Reproduce only the lines starting with the line that contains "Subject = trimmed topiary ball bush" and going on through the line that contains "745,498 -> 840,579", both ends included. Multiply every box coordinate in the answers by 1.35 and round to whole numbers, halves up, while leaving the requests and their format sample unchanged.

## Data extract
----------------------------------------

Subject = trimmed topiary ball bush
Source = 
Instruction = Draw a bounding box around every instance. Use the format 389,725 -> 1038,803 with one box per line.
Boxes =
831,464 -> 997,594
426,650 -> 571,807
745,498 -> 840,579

----------------------------------------

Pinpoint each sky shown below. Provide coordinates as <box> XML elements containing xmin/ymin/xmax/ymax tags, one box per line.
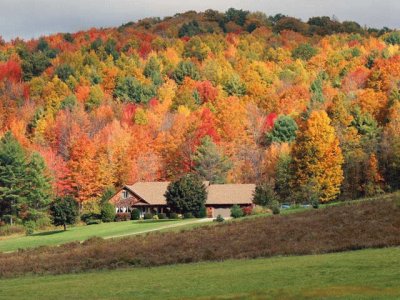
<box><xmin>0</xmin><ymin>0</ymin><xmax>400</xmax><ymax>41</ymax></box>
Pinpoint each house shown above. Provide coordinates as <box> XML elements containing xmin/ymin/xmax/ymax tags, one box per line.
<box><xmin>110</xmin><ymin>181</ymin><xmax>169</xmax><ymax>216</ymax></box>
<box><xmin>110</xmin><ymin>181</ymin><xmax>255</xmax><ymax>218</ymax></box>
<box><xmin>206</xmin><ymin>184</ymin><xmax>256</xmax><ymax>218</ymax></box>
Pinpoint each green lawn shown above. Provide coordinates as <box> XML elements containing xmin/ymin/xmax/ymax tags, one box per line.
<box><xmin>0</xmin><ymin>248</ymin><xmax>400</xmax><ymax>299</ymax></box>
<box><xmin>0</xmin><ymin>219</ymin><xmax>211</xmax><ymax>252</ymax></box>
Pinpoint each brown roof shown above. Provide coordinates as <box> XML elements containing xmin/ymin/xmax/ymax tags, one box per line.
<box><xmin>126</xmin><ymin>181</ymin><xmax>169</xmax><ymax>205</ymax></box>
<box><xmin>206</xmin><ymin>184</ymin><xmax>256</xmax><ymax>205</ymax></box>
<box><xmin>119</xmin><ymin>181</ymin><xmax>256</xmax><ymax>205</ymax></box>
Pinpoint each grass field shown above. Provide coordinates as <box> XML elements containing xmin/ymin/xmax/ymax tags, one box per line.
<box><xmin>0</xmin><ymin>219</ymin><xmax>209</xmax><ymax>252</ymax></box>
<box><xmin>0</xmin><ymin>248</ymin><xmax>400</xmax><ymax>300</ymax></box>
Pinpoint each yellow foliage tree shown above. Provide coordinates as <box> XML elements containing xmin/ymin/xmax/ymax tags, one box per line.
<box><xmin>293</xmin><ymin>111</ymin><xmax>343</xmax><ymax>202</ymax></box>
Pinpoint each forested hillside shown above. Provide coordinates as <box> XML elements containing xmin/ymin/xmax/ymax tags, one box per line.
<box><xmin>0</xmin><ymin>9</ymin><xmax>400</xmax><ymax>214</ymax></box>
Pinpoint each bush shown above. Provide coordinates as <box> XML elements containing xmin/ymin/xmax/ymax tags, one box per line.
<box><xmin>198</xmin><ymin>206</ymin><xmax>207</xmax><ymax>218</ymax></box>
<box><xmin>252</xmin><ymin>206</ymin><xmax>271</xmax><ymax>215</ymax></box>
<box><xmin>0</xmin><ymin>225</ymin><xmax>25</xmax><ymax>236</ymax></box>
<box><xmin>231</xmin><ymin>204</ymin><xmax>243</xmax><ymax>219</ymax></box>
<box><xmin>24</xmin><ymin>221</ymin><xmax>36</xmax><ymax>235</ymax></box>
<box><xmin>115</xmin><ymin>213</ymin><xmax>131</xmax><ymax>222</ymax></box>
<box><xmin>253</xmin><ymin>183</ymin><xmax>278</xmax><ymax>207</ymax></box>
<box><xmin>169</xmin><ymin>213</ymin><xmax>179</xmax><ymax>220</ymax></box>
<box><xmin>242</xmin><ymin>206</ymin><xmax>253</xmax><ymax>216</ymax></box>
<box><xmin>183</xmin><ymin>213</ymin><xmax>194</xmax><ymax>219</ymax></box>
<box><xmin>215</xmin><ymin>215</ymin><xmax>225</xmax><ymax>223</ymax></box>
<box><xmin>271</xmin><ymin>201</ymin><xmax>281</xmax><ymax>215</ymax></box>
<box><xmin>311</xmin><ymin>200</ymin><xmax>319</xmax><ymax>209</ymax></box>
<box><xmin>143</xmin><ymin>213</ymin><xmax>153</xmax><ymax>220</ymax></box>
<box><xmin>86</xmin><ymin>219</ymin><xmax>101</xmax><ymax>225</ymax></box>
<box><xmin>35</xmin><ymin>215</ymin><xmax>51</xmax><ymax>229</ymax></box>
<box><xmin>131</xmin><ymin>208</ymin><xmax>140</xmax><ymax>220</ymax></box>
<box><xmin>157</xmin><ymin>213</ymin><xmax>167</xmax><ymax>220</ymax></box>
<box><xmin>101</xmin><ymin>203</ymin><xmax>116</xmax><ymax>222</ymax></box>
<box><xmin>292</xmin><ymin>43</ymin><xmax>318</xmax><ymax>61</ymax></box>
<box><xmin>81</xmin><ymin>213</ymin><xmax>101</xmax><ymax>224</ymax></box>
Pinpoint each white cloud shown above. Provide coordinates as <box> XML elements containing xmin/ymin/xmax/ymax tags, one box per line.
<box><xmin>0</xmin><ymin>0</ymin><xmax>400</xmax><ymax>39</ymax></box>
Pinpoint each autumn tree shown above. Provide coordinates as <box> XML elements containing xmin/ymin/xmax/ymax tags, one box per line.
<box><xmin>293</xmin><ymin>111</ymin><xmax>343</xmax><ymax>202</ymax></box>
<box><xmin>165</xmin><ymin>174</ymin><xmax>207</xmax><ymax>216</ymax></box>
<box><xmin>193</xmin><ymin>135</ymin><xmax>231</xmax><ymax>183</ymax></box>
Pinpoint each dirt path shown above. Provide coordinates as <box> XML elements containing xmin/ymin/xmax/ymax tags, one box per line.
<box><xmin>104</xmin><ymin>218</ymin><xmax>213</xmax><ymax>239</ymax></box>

----------------------------------------

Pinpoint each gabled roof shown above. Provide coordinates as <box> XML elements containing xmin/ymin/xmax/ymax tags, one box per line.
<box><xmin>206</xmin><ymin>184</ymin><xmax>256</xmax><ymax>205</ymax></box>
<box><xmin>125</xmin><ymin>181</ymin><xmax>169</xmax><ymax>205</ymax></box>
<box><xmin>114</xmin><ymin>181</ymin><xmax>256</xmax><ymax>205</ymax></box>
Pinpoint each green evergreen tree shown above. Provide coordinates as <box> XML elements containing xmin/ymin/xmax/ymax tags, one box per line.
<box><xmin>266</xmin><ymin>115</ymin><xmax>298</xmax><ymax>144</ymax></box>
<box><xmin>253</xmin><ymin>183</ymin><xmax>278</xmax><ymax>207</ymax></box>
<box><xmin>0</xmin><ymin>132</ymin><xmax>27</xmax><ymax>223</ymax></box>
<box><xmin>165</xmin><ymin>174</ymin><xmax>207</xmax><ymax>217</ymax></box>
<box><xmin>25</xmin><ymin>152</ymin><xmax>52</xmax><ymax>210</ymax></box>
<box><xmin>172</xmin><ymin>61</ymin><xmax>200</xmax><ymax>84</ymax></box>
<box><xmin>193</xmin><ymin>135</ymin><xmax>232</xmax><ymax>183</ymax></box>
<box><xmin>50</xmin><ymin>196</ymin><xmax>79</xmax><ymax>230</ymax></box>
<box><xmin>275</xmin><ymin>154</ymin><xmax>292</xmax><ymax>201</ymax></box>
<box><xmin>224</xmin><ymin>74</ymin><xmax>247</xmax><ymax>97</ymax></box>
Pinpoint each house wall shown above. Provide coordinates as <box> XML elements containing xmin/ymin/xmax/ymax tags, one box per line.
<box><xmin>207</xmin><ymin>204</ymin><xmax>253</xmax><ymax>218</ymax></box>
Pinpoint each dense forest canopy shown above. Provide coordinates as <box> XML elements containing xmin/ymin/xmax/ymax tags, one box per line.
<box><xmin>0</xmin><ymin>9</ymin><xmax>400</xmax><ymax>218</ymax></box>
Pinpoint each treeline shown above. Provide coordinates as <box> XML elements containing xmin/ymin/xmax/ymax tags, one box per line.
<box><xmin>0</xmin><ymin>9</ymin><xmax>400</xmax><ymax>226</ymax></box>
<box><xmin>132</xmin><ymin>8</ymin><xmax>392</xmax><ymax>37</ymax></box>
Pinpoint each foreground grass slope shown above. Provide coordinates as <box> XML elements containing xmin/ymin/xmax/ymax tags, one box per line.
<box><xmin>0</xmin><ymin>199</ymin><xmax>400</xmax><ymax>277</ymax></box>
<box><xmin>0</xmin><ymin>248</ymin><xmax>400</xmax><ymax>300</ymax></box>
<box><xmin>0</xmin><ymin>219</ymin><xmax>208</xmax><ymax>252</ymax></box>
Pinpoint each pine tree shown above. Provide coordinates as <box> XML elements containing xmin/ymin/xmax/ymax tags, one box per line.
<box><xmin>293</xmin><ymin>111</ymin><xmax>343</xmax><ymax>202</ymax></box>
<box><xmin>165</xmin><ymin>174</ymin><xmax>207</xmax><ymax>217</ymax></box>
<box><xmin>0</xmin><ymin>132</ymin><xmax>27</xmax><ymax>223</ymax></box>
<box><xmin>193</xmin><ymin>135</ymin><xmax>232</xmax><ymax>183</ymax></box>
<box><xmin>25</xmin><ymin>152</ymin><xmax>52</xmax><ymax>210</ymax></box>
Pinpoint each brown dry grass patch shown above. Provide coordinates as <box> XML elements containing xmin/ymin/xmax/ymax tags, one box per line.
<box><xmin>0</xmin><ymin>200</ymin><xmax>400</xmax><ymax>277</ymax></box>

----------------------------------------

## Correct response
Subject = trimmed topiary ball bush
Source = 
Instruction = Draw a bounding box around every instance. Use the format 389,725 -> 1038,803 with one box per line.
Boxes =
1122,626 -> 1346,802
575,878 -> 771,1089
1006,672 -> 1134,782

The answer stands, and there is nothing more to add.